[Provided records start]

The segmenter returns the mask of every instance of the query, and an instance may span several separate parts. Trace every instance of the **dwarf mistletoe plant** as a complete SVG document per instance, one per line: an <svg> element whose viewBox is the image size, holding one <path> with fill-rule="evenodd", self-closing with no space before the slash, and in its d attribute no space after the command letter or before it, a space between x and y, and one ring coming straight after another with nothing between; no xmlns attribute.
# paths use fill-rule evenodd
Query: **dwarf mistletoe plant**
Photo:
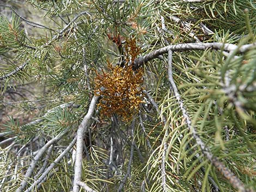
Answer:
<svg viewBox="0 0 256 192"><path fill-rule="evenodd" d="M251 0L0 4L1 191L253 191Z"/></svg>

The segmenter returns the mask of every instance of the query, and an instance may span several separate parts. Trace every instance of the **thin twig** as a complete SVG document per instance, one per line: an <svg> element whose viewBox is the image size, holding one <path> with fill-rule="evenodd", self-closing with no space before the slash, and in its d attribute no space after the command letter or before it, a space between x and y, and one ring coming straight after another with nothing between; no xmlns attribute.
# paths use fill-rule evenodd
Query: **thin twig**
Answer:
<svg viewBox="0 0 256 192"><path fill-rule="evenodd" d="M126 171L126 174L124 176L124 178L123 178L122 181L121 181L121 183L119 185L119 187L118 189L118 191L120 192L121 191L121 190L124 187L124 184L125 184L125 182L126 182L126 179L128 177L128 176L130 176L131 175L131 166L132 163L132 159L133 158L133 152L134 152L134 146L135 144L135 134L134 134L134 129L135 129L135 121L133 120L132 121L132 145L131 146L131 152L130 153L130 159L129 159L129 162L128 163L128 165L127 167L127 171Z"/></svg>
<svg viewBox="0 0 256 192"><path fill-rule="evenodd" d="M155 109L156 110L158 114L160 114L159 107L157 104L154 101L153 98L151 95L147 91L145 90L143 90L143 93L146 95L147 97L149 99L149 101L151 103L152 106L154 107ZM163 126L165 127L167 122L166 117L162 114L161 119L163 123ZM161 174L162 174L162 187L163 188L163 191L167 191L167 187L166 187L166 151L167 150L167 138L169 135L169 132L167 129L165 132L164 135L163 136L163 153L162 154L162 165L161 165Z"/></svg>
<svg viewBox="0 0 256 192"><path fill-rule="evenodd" d="M76 141L77 138L75 137L73 140L70 143L69 145L66 148L66 149L61 153L59 156L52 162L49 166L44 171L44 173L40 176L38 179L35 181L29 188L27 189L25 192L30 192L35 186L36 186L36 189L39 189L40 187L42 182L44 182L47 179L47 175L51 171L51 170L53 169L54 166L58 163L60 160L68 153L70 150L73 147L73 146L75 145Z"/></svg>
<svg viewBox="0 0 256 192"><path fill-rule="evenodd" d="M45 157L45 159L44 159L44 164L42 164L42 167L41 168L40 170L38 172L36 175L34 176L34 179L36 179L39 176L39 175L40 175L46 168L46 166L48 164L48 160L51 157L51 154L52 153L53 148L53 145L51 145L51 146L48 148L46 156Z"/></svg>
<svg viewBox="0 0 256 192"><path fill-rule="evenodd" d="M256 42L252 44L244 45L239 47L237 52L243 53L250 48L256 47ZM164 53L167 53L169 50L173 51L185 51L192 50L205 50L207 48L213 48L215 49L233 51L237 48L237 46L234 44L223 44L221 42L212 43L189 43L180 44L177 45L171 45L155 50L144 56L139 57L135 59L133 63L133 69L136 70L139 66L143 65L144 63L156 58L158 56Z"/></svg>
<svg viewBox="0 0 256 192"><path fill-rule="evenodd" d="M17 67L16 67L16 69L13 71L2 77L0 77L0 80L5 79L9 77L10 76L11 76L14 75L14 74L16 73L19 71L22 71L27 64L28 64L28 62L23 63L21 66L19 66Z"/></svg>
<svg viewBox="0 0 256 192"><path fill-rule="evenodd" d="M174 95L178 101L178 103L179 104L179 107L181 110L183 116L186 120L188 128L190 131L192 132L194 139L196 140L197 145L201 148L202 152L205 157L214 164L214 165L218 170L220 172L221 172L221 173L225 177L225 178L229 182L233 187L238 189L240 191L246 191L243 183L242 183L241 180L238 177L237 177L235 174L231 171L230 170L229 170L222 163L221 163L217 157L214 156L212 153L210 152L209 147L205 146L205 144L198 134L196 127L192 126L190 117L189 117L187 112L184 106L183 101L181 98L181 96L179 93L177 86L176 86L176 84L173 79L172 63L172 51L171 50L169 50L168 57L168 75L169 81L170 82L171 86L173 88Z"/></svg>
<svg viewBox="0 0 256 192"><path fill-rule="evenodd" d="M62 137L63 137L63 135L64 135L67 132L68 130L58 135L55 138L51 139L42 148L41 148L41 149L38 151L36 155L34 158L34 159L33 160L32 162L31 162L29 167L27 170L24 178L20 184L20 187L16 190L16 192L23 191L26 186L27 185L28 179L31 177L31 175L32 175L33 171L35 169L38 162L39 160L41 157L44 154L45 151L48 149L48 148L51 145L57 143L62 138Z"/></svg>
<svg viewBox="0 0 256 192"><path fill-rule="evenodd" d="M86 183L82 182L82 181L79 181L78 183L77 183L77 184L80 186L80 187L82 187L83 189L84 189L84 190L86 191L88 191L88 192L96 192L96 191L95 191L94 190L93 190L93 189L92 189L90 187L89 187L88 185L87 185Z"/></svg>
<svg viewBox="0 0 256 192"><path fill-rule="evenodd" d="M94 96L90 102L87 114L78 127L77 132L77 140L76 142L76 162L75 162L75 177L74 179L73 192L78 192L80 187L78 182L81 181L82 177L82 166L83 162L83 143L84 133L88 128L89 120L91 119L95 108L96 103L99 96Z"/></svg>
<svg viewBox="0 0 256 192"><path fill-rule="evenodd" d="M26 19L23 17L21 16L20 14L19 14L11 6L0 5L0 7L3 7L10 8L10 9L11 9L13 12L14 13L19 17L20 17L21 20L22 20L23 21L26 22L28 24L31 26L33 26L34 27L39 28L45 28L45 29L48 29L48 30L56 32L56 30L52 29L48 27L45 26L42 24L36 23L31 21L28 21L28 20Z"/></svg>

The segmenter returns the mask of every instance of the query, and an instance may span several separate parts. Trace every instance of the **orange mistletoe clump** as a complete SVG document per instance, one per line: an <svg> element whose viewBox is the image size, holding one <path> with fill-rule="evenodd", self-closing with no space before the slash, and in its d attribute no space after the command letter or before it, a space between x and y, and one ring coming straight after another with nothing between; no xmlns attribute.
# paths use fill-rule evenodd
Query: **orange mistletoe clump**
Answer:
<svg viewBox="0 0 256 192"><path fill-rule="evenodd" d="M101 95L98 107L102 115L111 116L113 114L121 116L125 121L132 118L143 102L142 84L142 69L132 70L132 65L124 67L113 67L108 64L109 72L97 74L95 92Z"/></svg>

[Provided records end]

Do this: Put everything from the line containing "of the **orange" down to the last line of the items into a numbered list, leaving out any blank lines.

Task answer:
1. The segmenter returns the mask of every instance of the query, and an instance may span several separate parts. Trace every instance of the **orange mistletoe clump** as a complete SVG document per instance, one per line: an <svg> element whose viewBox is the image size, holding one <path> with fill-rule="evenodd", self-closing with no space before the slash, and in its d attribute no space after the command letter or before it, a space between x and y, and one ring coming straight after another with nothing between; no xmlns attribute.
2. # paths use fill-rule evenodd
3. Query: **orange mistletoe clump**
4. Answer:
5. <svg viewBox="0 0 256 192"><path fill-rule="evenodd" d="M101 95L98 107L102 115L111 116L113 114L121 116L125 121L132 118L143 102L142 84L142 69L132 70L132 65L124 67L113 67L108 64L109 72L97 74L95 92Z"/></svg>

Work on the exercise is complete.